[The exercise]
Pick out and copy each line in the items below that contains the string "logo". Case counts.

[Records for this task]
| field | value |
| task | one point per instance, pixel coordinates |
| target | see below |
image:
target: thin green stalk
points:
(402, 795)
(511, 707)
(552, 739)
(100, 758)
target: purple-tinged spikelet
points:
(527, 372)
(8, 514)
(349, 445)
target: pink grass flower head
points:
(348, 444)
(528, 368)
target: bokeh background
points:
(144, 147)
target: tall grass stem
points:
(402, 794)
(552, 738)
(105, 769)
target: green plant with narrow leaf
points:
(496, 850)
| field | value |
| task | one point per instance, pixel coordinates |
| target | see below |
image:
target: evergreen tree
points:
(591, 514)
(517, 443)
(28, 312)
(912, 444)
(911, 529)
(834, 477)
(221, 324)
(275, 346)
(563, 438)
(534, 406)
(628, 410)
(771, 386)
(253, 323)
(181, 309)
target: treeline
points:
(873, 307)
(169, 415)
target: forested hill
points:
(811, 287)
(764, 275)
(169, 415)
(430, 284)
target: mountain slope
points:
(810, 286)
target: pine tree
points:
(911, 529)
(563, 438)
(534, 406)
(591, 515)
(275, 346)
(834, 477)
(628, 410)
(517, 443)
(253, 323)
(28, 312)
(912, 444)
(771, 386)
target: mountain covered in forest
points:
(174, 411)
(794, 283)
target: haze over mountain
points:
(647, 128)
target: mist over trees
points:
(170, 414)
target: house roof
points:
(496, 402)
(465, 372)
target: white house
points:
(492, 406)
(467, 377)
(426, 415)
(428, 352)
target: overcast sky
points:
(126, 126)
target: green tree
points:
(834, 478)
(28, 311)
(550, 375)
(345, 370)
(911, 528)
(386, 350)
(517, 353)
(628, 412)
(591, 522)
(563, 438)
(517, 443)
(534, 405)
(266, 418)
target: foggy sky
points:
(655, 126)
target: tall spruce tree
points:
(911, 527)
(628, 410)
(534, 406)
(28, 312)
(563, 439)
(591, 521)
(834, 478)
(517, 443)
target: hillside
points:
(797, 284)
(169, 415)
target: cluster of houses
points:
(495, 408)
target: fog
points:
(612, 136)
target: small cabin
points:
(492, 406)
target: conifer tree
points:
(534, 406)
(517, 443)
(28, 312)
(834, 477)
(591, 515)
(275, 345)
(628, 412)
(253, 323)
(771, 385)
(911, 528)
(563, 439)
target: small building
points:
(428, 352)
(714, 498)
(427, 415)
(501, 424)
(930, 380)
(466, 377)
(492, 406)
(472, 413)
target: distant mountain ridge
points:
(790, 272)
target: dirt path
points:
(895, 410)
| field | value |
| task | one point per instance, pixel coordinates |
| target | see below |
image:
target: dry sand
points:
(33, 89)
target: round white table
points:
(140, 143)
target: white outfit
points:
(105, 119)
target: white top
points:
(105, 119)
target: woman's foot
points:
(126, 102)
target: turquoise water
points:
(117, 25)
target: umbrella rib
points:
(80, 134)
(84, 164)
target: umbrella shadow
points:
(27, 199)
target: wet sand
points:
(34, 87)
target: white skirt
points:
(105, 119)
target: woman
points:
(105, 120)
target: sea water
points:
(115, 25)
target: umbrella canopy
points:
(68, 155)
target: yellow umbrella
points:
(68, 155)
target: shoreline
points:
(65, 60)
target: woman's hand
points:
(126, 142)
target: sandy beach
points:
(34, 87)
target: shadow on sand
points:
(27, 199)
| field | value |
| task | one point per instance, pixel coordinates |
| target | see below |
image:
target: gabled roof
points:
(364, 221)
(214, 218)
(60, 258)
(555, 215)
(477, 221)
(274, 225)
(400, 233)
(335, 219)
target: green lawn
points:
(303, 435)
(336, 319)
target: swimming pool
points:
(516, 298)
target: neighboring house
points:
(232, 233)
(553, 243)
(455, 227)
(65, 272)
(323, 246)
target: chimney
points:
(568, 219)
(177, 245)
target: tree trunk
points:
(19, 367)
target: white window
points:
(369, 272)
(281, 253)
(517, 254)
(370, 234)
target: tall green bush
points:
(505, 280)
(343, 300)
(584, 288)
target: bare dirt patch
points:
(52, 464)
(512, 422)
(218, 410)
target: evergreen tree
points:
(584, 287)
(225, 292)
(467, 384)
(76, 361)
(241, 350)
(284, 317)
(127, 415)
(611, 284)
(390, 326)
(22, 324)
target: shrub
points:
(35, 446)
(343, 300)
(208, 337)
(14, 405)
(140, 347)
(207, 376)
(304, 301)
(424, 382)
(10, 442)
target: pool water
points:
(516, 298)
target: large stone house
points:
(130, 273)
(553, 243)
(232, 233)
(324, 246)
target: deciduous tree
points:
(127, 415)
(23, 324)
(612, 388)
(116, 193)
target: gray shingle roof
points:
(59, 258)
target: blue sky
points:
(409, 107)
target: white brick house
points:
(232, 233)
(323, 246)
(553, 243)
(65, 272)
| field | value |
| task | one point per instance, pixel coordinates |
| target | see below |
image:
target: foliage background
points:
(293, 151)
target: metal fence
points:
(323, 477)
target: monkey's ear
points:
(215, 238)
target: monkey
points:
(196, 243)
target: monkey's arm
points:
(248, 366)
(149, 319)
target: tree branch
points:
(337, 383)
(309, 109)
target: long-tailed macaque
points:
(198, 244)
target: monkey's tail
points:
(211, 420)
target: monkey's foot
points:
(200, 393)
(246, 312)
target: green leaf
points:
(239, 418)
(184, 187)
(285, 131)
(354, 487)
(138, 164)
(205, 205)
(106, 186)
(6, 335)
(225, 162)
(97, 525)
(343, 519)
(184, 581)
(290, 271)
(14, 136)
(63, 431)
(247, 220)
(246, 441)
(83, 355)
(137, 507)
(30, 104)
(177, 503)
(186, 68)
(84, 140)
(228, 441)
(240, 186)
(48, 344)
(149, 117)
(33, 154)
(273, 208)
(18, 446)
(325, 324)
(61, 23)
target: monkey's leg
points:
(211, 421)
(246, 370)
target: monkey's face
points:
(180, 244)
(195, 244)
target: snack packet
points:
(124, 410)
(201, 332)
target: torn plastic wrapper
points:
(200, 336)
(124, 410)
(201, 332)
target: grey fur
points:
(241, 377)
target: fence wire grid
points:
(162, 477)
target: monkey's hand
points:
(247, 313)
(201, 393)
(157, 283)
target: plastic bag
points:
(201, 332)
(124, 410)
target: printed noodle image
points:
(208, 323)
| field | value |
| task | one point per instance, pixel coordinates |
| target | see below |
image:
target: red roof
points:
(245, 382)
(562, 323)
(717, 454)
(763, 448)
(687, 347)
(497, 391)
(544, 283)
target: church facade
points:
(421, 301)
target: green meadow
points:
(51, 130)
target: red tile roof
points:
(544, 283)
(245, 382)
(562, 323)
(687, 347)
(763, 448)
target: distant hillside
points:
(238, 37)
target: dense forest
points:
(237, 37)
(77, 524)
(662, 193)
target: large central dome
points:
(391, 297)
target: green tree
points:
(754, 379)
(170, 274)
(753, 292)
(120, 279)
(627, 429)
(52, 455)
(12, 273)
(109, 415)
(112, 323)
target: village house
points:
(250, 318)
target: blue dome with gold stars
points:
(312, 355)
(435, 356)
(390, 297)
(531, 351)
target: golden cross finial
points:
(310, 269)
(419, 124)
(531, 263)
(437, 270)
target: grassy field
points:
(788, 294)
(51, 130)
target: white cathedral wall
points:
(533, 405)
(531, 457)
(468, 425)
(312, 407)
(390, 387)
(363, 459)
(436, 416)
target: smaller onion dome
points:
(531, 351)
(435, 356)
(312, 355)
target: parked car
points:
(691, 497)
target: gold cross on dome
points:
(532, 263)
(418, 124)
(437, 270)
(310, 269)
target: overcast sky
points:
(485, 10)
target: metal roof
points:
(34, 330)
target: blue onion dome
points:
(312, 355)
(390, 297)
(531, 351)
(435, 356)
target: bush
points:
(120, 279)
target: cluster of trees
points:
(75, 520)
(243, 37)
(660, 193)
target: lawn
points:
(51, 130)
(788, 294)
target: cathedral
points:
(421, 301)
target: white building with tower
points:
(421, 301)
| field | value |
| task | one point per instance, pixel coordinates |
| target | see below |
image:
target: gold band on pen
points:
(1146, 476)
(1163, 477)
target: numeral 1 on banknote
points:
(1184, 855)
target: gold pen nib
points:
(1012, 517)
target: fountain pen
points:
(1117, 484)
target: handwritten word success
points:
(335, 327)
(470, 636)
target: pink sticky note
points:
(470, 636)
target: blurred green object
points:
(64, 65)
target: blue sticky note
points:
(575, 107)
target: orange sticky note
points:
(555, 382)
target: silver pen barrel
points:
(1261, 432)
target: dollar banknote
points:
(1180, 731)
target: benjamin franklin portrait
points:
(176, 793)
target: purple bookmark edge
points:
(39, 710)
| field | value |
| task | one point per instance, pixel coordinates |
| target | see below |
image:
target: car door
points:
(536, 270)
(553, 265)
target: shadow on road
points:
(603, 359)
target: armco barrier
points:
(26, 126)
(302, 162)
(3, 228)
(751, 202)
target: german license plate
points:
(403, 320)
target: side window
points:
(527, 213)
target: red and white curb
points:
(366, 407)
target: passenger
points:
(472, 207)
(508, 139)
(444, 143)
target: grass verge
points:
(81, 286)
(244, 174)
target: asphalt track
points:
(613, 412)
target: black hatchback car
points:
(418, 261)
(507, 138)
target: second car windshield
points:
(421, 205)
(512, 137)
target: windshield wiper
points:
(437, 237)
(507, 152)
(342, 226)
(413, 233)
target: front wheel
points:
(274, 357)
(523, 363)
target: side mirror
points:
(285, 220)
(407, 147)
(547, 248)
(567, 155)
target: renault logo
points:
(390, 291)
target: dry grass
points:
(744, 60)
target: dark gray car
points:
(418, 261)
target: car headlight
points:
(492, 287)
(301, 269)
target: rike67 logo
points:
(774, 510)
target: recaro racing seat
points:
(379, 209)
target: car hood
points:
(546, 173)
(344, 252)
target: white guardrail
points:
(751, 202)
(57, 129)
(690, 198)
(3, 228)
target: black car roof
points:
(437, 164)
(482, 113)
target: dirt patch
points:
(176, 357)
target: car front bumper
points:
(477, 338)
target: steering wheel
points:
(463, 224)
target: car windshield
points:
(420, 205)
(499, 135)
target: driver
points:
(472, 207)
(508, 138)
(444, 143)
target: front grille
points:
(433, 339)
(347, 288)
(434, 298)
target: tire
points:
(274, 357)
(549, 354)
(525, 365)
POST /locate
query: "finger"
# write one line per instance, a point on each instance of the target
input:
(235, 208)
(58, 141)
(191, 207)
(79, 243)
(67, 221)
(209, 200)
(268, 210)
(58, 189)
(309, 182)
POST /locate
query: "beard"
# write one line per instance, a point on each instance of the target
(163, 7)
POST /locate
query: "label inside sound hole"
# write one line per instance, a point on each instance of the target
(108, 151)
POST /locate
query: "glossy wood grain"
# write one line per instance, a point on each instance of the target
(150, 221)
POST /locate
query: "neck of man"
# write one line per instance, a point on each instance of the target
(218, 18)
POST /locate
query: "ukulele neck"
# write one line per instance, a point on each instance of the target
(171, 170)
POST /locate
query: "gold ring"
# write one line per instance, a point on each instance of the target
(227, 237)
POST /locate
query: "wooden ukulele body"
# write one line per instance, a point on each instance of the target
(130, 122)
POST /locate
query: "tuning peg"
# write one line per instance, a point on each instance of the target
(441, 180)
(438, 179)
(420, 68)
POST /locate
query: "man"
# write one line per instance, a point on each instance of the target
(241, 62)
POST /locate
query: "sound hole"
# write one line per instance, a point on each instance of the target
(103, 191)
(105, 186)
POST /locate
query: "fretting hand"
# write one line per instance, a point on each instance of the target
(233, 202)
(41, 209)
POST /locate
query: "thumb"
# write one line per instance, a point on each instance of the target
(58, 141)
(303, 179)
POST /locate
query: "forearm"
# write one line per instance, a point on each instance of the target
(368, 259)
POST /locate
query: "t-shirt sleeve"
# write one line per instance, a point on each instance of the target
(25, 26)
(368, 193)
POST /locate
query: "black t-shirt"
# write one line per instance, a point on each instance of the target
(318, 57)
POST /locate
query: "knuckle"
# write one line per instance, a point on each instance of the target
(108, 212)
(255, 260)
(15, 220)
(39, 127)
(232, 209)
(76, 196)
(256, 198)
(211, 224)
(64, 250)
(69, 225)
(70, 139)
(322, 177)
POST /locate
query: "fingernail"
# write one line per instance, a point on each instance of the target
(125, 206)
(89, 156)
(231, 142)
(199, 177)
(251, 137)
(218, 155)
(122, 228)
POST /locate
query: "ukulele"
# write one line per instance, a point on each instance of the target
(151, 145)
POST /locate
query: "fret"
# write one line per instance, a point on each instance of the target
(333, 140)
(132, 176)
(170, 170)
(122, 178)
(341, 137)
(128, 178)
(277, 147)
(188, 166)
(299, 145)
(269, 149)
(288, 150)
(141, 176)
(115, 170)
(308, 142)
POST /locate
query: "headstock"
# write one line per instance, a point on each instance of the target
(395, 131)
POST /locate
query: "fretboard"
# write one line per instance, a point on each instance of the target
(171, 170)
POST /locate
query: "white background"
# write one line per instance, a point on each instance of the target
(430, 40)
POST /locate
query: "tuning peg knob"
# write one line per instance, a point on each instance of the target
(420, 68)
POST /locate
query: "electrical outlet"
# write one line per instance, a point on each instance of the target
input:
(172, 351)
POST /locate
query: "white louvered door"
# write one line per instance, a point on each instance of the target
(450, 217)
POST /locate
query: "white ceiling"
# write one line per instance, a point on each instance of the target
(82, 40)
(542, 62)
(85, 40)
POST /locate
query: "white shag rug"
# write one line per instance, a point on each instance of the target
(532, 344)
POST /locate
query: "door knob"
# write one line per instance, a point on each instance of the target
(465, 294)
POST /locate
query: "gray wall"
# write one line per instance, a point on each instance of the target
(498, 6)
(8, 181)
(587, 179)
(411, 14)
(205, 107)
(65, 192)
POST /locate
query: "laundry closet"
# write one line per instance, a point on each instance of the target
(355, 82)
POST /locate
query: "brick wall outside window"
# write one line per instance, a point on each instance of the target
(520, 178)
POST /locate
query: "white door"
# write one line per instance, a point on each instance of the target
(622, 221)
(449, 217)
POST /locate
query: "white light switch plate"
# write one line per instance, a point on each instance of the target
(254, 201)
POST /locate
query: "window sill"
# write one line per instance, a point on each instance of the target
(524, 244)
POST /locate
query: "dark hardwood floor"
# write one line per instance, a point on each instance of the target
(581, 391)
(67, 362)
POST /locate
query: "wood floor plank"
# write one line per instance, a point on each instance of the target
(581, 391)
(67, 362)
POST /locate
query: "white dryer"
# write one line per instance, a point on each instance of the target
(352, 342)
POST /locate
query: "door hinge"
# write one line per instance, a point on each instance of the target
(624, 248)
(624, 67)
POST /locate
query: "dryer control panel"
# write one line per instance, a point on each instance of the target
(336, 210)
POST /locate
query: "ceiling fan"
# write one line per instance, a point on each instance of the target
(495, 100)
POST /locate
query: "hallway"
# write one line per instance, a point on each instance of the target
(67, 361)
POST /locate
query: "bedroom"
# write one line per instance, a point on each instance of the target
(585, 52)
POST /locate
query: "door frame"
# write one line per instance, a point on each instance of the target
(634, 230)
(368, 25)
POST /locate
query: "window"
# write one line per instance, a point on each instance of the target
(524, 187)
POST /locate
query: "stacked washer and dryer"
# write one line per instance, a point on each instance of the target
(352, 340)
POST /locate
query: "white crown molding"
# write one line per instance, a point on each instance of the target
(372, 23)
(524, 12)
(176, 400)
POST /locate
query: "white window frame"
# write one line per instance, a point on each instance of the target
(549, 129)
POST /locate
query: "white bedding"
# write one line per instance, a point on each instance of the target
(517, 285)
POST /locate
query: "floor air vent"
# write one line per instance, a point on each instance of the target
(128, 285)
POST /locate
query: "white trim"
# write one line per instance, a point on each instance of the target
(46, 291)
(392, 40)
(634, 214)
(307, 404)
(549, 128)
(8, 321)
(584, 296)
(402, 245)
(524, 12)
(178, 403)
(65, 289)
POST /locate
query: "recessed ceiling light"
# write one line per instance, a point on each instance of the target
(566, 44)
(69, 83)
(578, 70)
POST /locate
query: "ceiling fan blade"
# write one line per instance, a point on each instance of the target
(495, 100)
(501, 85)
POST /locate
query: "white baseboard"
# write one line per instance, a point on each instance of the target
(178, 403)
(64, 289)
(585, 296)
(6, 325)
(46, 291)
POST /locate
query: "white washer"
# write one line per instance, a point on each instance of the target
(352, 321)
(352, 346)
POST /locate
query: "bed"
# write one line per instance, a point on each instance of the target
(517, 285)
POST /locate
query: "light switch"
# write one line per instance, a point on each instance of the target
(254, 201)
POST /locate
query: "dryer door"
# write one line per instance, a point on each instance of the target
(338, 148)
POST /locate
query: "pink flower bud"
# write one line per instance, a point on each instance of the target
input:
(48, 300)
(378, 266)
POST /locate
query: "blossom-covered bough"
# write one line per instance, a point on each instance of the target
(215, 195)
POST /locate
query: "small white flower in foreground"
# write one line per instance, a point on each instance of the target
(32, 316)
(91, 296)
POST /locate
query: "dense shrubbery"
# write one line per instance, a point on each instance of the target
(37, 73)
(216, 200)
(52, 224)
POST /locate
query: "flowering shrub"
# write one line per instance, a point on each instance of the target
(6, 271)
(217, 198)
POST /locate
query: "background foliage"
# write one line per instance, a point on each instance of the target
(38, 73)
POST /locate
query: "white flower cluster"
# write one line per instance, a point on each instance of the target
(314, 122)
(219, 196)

[The solution]
target: renault logo
target: rike67 logo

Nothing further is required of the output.